▶ _PROBLEM TO SOLVE_
In the report on the opioid task force meeting, where did the group meet on Jan. 5?

▶ _PASSAGE PROVIDED_
——————————

Gov. Scott Walker’s Task Force on Opioid Abuse met at North Central Technical College in Wausau on Jan. 5. The meeting began with a recognition of the Department of Health Services’ (DHS) recent announcement of nearly $500,000 in grants to 63 community groups for opioid abuse prevention. The committee then heard from Drug Free Communities of Marathon County, who emphasized the importance of community coalitions to address the opioid epidemic.
The bulk of the meeting was a presentation from Pew Charitable Trusts. Pew representatives informed the committee of their recommendations for substance use disorder treatment and prevention. The recommendations covered the areas of workforce, women’s health, data, and criminal justice:
- Implementing a “hub and spoke” model of care coordination, in which regional “hubs” would deliver initial acute care, then transfer patients to community “spokes” for patients’ maintenance and recovery process.
- Increasing access to medication assisted treatment via provider training during residency programs.
- Evaluating Wisconsin’s substance abuse counselor certification and criteria and processes for psychotherapists.
- Facilitating more effective treatment for pregnant women.
- Developing a database of treatment providers in Wisconsin.
- Developing data on the number of people in Wisconsin who want but have not yet received treatment.
- Suspending instead of terminating Medicaid enrollment for individuals who enter state correctional facilities.
At the Jan. 5 meeting, the task force unanimously passed a motion to adopt Pew’s recommendations.
Co-chairs Lt. Governor Rebecca Kleefisch and Rep. John Nygren (R-Marinette) also presented a list of further ideas under consideration as legislative or executive policies. Their list included recommendations in law enforcement/criminal justice, workforce, and healthcare. Highlights include:
- Creating a grant program for law enforcement agencies to fight drug trafficking and use.
- Expanding drug treatment courts to additional counties.
- Developing training and best practices around officer and emergency medical technician encounters with opioid-related incidents.
- Mandating continuing education on opioids for physician assistants and dentists.
- Adopting the Worker’s Compensation Advisory Council’s opioid-related recommendations, included in this session’s worker’s compensation bill.
- Ensuring individualized review for eligibility for occupational licenses for individuals with drug-related convictions.
Gov. Scott Walker issued two executive orders on Jan. 19 incorporating several of these recommendations.

——————————

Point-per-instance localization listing
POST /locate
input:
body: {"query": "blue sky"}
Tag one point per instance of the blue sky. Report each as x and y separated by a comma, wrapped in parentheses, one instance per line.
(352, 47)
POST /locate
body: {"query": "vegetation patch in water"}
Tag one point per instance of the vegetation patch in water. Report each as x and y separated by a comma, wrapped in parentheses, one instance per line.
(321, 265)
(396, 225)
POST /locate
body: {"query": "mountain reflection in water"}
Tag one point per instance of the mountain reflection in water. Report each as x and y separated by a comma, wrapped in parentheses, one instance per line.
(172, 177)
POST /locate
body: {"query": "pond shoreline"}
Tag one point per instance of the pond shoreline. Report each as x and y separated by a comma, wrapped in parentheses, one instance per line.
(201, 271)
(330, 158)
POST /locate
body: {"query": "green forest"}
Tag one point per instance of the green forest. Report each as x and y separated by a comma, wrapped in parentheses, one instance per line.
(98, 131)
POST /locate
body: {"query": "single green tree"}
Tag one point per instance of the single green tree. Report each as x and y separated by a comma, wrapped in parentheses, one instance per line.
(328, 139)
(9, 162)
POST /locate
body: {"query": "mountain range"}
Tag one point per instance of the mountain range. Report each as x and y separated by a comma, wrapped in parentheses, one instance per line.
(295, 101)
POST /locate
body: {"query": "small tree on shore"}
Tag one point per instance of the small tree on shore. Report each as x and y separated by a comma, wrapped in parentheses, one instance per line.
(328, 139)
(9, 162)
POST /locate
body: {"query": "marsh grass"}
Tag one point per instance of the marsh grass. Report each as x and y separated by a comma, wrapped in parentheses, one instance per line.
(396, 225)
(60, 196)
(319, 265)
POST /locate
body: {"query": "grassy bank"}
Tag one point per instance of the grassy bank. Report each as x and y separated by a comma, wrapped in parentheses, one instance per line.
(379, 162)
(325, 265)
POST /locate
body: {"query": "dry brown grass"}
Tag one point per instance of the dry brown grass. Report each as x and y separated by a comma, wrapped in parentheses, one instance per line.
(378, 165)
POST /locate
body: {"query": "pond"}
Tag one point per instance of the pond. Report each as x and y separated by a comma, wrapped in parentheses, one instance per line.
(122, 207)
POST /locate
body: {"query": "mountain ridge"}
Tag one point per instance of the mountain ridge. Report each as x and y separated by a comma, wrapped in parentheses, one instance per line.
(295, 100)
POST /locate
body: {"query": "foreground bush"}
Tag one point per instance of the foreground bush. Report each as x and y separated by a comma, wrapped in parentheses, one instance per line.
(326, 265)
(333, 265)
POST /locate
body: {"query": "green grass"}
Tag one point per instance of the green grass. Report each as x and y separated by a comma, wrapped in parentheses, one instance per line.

——————————

▶ _RESPONSE AREA_
North Central Technical College in Wausau.